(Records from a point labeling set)

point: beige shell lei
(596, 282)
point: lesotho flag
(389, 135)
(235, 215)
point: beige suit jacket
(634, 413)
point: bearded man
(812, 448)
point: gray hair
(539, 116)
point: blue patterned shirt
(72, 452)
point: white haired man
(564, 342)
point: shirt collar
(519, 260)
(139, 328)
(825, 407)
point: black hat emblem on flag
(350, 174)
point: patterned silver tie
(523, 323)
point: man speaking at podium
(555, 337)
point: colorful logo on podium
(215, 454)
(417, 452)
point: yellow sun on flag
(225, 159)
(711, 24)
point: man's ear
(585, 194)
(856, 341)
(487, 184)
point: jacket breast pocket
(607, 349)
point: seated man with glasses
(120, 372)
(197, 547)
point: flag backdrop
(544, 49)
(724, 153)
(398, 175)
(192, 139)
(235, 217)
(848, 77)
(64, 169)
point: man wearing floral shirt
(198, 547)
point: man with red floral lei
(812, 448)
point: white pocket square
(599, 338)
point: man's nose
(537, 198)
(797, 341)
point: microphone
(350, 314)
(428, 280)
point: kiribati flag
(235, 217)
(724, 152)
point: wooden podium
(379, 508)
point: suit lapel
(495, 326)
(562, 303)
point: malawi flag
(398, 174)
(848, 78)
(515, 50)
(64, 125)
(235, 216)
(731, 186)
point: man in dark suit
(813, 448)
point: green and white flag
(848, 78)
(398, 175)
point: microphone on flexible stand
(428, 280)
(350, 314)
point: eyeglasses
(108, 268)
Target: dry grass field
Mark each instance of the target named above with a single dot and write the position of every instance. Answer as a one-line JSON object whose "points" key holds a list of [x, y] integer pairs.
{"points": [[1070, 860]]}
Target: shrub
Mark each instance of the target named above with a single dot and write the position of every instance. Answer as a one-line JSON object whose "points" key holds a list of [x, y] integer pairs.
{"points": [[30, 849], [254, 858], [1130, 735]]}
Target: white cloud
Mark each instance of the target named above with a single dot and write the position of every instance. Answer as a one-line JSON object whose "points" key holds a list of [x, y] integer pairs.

» **Requirement**:
Restate all of the entries above precisely.

» **Reply**:
point: beige shell lei
(596, 282)
point: lesotho flag
(389, 135)
(235, 215)
point: beige suit jacket
(634, 413)
point: bearded man
(812, 448)
point: gray hair
(539, 116)
point: blue patterned shirt
(72, 452)
point: white haired man
(564, 342)
point: shirt collar
(519, 260)
(139, 328)
(825, 407)
point: black hat emblem on flag
(350, 174)
point: patterned silver tie
(523, 323)
point: man speaking at podium
(555, 337)
point: colorful logo on podium
(215, 454)
(417, 452)
point: yellow sun on flag
(225, 159)
(711, 24)
point: man's ear
(585, 194)
(856, 341)
(487, 184)
point: jacket breast pocket
(607, 349)
point: seated man with glasses
(120, 372)
(197, 547)
point: flag backdrop
(544, 49)
(724, 153)
(398, 175)
(192, 139)
(235, 217)
(848, 77)
(64, 169)
point: man wearing floral shirt
(198, 547)
point: man with red floral lei
(812, 448)
point: white pocket square
(599, 338)
point: man's nose
(537, 198)
(797, 341)
point: microphone
(350, 314)
(428, 280)
point: kiribati flag
(235, 217)
(724, 152)
point: wooden podium
(379, 508)
point: suit lapel
(495, 326)
(562, 303)
point: malawi flag
(398, 174)
(848, 78)
(515, 50)
(64, 125)
(235, 216)
(731, 186)
point: man in dark suit
(813, 448)
point: green and white flag
(848, 78)
(398, 175)
point: microphone on flexible stand
(428, 280)
(350, 314)
point: eyeglasses
(108, 268)
Target: dry grass field
Mark each instance of the target named above with a single dot and write the position of every instance. Answer as a one-line JSON object whose "points" key holds a list of [x, y] integer pairs.
{"points": [[1070, 860]]}
Target: shrub
Mark each instance of the target named above with a single dot and write the position of every instance. Answer as a one-line JSON object whose "points" key holds a list of [x, y] integer pairs.
{"points": [[30, 849], [254, 858], [1130, 735]]}
Target: white cloud
Mark each instance of the target named above with a single dot and write the position of every instance. Answer as a one-line JSON object whose "points" key holds a list of [x, y] integer pairs.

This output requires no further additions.